## START DATA SHOWN

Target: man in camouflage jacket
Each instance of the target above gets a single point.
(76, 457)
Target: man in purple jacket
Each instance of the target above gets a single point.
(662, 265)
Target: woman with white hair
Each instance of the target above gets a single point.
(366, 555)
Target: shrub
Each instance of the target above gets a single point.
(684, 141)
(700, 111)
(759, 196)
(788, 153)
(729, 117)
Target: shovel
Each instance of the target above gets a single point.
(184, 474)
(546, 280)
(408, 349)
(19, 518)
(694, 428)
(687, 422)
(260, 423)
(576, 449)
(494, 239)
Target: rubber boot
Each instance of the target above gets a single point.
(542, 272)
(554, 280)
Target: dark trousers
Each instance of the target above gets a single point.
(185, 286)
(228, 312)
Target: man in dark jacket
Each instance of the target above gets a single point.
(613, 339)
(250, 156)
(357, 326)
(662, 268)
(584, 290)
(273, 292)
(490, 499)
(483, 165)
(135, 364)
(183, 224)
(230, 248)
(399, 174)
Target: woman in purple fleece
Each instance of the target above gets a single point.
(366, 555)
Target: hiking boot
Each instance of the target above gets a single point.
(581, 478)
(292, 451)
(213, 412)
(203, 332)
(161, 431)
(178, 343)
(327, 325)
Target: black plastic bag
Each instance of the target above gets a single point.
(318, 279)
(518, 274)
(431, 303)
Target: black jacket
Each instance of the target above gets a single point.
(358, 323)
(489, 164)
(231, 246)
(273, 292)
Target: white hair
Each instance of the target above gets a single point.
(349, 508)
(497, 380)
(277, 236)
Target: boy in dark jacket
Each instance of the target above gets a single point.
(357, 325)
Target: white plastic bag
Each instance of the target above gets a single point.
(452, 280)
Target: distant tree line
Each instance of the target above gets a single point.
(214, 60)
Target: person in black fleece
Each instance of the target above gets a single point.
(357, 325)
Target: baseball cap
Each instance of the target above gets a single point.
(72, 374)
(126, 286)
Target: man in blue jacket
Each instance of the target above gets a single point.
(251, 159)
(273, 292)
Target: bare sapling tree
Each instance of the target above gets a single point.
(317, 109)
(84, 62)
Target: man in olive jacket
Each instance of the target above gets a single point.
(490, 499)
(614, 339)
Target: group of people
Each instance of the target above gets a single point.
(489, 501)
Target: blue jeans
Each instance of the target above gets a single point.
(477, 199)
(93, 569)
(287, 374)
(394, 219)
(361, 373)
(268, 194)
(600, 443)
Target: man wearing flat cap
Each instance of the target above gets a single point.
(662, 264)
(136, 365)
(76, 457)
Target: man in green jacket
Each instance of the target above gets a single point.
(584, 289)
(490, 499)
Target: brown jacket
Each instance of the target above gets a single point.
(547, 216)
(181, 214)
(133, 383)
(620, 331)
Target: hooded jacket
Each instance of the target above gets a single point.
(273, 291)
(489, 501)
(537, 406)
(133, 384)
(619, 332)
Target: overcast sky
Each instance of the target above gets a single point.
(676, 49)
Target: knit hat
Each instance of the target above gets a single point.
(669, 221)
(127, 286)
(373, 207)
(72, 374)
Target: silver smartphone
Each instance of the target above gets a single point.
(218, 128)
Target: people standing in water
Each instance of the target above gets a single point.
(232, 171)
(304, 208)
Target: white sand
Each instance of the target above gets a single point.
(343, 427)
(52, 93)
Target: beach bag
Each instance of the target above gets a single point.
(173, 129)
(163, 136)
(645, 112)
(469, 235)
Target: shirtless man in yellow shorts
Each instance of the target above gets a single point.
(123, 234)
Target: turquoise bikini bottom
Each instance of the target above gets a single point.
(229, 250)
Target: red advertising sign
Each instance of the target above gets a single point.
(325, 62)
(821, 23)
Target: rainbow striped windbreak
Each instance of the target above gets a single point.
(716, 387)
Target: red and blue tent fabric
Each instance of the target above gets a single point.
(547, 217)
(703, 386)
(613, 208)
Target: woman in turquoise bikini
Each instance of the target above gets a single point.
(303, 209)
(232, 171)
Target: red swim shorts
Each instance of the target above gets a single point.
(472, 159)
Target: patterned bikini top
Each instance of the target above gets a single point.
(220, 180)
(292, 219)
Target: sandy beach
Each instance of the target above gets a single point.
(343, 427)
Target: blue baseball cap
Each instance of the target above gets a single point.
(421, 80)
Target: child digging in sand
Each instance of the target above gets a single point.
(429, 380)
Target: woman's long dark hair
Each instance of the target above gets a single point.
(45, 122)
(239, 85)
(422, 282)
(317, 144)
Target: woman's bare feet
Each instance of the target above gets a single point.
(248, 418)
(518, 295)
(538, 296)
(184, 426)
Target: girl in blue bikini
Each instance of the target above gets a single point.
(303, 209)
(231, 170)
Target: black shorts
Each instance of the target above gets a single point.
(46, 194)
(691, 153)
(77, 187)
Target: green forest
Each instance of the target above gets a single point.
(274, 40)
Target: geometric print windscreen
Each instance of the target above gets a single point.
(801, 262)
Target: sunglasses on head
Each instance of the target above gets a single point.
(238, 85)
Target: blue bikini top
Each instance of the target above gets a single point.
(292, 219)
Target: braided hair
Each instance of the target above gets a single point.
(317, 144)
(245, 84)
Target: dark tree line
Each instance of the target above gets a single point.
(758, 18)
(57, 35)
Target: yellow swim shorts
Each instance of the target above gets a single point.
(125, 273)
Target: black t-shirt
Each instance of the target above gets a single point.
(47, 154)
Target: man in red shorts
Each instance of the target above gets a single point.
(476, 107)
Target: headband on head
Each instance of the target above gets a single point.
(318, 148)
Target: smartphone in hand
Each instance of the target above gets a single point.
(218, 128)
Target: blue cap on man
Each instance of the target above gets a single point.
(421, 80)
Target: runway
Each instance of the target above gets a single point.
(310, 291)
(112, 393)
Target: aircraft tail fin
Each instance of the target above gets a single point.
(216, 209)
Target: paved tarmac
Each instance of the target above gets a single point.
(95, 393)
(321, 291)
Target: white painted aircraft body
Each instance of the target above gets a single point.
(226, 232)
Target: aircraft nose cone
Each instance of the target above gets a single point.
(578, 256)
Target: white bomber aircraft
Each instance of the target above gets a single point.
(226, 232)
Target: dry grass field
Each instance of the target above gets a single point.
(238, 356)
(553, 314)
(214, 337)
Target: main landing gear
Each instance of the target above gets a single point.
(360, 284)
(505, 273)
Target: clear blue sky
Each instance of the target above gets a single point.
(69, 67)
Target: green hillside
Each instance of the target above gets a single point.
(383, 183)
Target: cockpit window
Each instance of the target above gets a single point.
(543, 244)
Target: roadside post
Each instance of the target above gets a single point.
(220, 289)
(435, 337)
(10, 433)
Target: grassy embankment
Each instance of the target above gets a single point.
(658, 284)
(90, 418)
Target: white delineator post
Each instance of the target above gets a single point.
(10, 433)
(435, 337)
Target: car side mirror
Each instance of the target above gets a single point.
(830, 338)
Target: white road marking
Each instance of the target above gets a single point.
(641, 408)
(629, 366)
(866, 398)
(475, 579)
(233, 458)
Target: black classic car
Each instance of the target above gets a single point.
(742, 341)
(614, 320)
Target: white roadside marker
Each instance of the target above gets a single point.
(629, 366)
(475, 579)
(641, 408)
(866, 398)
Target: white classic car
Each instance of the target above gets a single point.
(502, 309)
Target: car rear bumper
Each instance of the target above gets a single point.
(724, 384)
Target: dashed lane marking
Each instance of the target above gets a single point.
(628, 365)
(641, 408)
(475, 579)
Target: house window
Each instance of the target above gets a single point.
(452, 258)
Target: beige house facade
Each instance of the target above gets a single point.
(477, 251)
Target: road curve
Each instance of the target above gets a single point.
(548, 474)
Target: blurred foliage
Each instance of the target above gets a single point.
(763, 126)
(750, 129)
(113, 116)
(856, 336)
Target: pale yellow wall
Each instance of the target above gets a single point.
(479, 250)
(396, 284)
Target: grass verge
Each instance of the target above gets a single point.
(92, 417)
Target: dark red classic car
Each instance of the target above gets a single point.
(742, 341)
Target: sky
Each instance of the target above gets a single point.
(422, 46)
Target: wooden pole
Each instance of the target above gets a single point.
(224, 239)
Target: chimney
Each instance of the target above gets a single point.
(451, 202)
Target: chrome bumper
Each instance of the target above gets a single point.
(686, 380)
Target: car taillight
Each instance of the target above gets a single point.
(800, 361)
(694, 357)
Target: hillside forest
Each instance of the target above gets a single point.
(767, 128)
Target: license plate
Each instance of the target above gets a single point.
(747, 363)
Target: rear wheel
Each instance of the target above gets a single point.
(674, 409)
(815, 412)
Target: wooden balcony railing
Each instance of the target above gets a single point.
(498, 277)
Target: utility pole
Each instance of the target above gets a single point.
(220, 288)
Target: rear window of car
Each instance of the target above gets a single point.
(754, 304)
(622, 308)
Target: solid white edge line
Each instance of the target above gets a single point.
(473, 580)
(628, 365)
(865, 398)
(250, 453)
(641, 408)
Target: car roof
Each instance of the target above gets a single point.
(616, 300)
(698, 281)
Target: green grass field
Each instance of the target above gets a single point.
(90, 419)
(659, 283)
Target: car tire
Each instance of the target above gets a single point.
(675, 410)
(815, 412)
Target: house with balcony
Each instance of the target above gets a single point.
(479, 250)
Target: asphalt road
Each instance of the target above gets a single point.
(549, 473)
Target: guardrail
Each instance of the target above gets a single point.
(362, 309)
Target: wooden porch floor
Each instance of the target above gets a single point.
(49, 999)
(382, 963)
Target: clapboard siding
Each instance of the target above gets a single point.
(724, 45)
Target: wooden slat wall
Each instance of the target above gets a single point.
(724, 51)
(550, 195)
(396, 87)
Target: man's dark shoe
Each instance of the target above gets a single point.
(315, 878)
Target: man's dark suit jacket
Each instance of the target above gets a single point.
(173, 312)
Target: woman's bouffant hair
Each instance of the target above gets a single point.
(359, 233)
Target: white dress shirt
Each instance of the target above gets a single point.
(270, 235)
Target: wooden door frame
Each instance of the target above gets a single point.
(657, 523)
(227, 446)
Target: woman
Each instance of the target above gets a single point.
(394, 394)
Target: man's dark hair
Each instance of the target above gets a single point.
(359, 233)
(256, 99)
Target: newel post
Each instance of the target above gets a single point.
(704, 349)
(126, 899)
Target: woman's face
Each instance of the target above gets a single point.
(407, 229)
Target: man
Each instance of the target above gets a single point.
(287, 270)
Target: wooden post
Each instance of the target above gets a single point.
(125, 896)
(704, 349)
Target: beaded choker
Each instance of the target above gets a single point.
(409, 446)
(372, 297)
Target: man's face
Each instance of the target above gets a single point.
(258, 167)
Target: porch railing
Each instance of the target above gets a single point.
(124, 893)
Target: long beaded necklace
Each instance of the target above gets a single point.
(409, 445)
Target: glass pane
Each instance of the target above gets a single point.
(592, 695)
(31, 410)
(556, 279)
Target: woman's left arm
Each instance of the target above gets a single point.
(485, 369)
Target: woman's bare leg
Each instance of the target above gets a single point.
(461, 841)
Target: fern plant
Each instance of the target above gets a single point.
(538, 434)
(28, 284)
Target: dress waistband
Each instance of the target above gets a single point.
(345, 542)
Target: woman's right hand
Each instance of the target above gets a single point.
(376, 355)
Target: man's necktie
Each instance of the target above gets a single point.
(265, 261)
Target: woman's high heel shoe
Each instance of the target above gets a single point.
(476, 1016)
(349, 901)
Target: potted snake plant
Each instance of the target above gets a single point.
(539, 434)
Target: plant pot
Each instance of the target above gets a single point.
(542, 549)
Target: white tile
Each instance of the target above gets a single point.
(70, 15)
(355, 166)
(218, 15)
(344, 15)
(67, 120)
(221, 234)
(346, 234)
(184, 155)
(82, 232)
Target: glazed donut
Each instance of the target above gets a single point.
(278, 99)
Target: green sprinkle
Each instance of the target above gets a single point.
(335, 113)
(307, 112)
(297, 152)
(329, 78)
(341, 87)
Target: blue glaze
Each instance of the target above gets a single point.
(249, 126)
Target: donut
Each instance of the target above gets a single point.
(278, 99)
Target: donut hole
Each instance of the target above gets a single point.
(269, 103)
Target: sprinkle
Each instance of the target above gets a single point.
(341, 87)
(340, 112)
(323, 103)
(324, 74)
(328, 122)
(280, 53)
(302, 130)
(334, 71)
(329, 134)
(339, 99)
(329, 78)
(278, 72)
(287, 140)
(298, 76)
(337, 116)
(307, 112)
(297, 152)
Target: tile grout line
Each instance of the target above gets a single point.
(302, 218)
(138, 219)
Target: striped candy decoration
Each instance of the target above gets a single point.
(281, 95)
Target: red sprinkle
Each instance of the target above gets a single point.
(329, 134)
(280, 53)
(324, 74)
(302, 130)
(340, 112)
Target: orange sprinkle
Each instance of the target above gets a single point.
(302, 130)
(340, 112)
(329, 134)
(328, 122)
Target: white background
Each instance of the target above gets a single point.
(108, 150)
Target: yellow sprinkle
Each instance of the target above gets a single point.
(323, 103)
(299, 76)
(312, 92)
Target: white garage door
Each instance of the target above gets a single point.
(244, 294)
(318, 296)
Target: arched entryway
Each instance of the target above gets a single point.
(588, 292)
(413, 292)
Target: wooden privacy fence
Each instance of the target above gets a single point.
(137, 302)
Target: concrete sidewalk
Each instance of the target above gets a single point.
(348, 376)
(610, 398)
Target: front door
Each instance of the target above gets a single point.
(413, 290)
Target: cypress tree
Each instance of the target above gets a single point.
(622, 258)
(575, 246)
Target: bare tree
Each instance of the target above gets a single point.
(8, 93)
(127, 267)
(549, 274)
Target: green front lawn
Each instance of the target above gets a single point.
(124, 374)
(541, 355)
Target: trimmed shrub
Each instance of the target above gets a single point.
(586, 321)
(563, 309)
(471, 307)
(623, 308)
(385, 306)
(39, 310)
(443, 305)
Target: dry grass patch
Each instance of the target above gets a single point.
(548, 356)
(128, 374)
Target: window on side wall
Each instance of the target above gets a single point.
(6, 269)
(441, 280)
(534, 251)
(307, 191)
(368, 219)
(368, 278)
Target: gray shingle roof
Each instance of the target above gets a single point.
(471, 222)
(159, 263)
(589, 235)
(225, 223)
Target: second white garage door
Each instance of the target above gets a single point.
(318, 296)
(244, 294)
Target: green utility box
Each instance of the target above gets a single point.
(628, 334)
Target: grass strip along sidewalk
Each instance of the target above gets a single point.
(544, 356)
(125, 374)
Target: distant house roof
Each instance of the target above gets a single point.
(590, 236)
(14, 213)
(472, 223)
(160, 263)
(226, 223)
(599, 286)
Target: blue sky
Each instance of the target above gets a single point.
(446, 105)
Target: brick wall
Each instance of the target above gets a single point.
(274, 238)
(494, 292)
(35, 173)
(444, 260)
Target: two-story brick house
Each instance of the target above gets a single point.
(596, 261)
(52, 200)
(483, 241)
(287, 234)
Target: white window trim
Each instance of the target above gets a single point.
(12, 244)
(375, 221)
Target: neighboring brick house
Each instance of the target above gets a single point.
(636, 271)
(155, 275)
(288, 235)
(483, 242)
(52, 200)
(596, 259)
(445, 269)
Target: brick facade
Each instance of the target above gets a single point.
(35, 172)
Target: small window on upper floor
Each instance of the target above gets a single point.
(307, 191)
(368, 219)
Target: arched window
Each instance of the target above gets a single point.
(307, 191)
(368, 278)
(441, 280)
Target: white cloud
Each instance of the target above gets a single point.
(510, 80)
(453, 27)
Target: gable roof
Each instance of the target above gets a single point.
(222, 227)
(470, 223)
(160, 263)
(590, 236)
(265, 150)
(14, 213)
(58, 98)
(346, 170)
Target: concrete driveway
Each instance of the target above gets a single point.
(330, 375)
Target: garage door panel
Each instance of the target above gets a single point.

## END DATA SHOWN

**DIRECTIONS**:
Repeat, without changes, every line from the one that contains "Target: neighboring brick house" through the final line of the data.

**RESPONSE**:
Target: neighboring brick house
Each instance of the target above gets a single point.
(636, 271)
(155, 275)
(288, 235)
(483, 242)
(52, 200)
(596, 259)
(445, 269)
Target: brick facade
Each instance of the target above gets a single point.
(35, 172)
Target: small window on upper floor
Each instance of the target above gets a single point.
(307, 191)
(368, 219)
Target: arched window
Each instance of the target above gets a single point.
(307, 191)
(368, 278)
(441, 280)
Target: white cloud
Each instance of the target above gets a single point.
(510, 80)
(453, 27)
Target: gable roof
Each instance of the target above gets a single point.
(222, 227)
(470, 223)
(160, 263)
(590, 236)
(265, 150)
(14, 213)
(58, 98)
(346, 170)
Target: concrete driveway
Each instance of the target above gets a single point.
(330, 375)
Target: garage door panel
Each instance of the target above gets a single point.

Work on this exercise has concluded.